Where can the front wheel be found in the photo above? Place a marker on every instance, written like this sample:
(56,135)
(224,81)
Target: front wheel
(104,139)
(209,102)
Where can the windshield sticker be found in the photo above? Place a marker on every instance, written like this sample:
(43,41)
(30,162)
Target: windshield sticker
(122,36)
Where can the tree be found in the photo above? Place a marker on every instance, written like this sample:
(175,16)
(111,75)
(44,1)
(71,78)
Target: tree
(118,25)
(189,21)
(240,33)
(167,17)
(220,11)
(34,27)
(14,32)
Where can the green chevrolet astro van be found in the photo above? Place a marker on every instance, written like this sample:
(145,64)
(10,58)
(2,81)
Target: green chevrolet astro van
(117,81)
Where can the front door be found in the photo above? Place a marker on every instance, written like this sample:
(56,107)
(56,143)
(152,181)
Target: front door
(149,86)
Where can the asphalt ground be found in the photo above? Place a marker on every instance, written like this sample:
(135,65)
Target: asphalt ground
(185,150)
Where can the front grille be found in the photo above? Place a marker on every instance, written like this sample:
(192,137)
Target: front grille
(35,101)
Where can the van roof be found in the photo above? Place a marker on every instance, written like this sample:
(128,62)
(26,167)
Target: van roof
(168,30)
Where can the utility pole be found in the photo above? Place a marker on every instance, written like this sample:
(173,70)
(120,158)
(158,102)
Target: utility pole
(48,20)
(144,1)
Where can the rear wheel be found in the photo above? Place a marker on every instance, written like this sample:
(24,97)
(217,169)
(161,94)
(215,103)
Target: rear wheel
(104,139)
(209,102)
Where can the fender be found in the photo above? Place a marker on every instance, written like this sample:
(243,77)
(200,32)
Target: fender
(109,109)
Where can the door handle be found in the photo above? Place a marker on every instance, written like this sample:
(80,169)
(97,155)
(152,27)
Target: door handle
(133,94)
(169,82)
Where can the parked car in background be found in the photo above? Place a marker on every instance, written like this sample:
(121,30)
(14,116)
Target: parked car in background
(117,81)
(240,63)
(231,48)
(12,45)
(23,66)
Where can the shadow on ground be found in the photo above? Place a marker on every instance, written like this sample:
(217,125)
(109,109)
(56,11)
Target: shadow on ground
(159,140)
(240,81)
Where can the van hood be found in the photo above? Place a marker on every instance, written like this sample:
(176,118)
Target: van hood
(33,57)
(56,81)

====

AIM OF THE EXERCISE: Write out the whole listing again. Match it word for word.

SOLUTION FOR THIS EXERCISE:
Where can the front wheel be found in the photo above? Place a marker on every instance, written like this sample:
(56,135)
(224,81)
Target: front wheel
(104,139)
(209,102)
Where can the windshield sticker be found in the photo above? Place a marker on every instance, written like this sample:
(43,41)
(30,162)
Target: windshield sticker
(122,36)
Where can the tree be found in the photo above? Place a marker on every instance, written like this sample:
(175,16)
(111,75)
(44,1)
(71,78)
Target: tree
(118,25)
(189,21)
(240,33)
(167,17)
(220,11)
(34,27)
(14,32)
Where can the green chevrolet astro van be found in the photo above? Place a marker on every instance, written like this sample:
(145,64)
(10,58)
(2,81)
Target: green chevrolet astro van
(117,81)
Where can the front door be found in the photo above? Place a marker on every instance, written like this sample:
(56,107)
(56,143)
(152,181)
Target: front door
(149,86)
Where can the asphalt ground be found in the photo above? Place a marker on every instance, written like this sample:
(135,65)
Target: asphalt ground
(185,150)
Where can the front grille be found in the photo above? Place a marker on every instance, written like this sample:
(192,137)
Target: front grille
(35,101)
Where can the van roof be found in the photo above? Place a marker on every instance, written like this sample:
(128,62)
(26,167)
Target: van roof
(168,30)
Where can the utility pole be found in the photo above? Place a marker on every instance, written like this sample:
(173,70)
(120,158)
(158,102)
Target: utility pole
(48,20)
(144,1)
Where can the rear wheel be found in the photo above? Place a marker on every instance, written like this sample:
(24,97)
(217,169)
(161,94)
(215,103)
Target: rear wheel
(104,139)
(209,102)
Where can the fender be found in the photo above? Place a marker on every instance, written like this sample:
(243,77)
(200,32)
Target: fender
(109,109)
Where can the door handle be found in the photo above? Place a marker on every instance, written like this sample:
(80,169)
(97,155)
(152,27)
Target: door handle
(133,94)
(169,82)
Where can the parked car in background be found in the photo above? Place a marker on every instance, written like this sample:
(121,30)
(14,116)
Target: parked car in background
(117,81)
(240,63)
(231,48)
(12,45)
(23,66)
Where can the shadow on ground be found in the photo above? Place a marker on every instance, written like this sample:
(217,125)
(109,109)
(56,11)
Target: shadow on ground
(159,140)
(240,81)
Where can the van hood be found in the photo above? Place a marker on every instance, written like this sample:
(176,118)
Target: van hood
(33,57)
(56,81)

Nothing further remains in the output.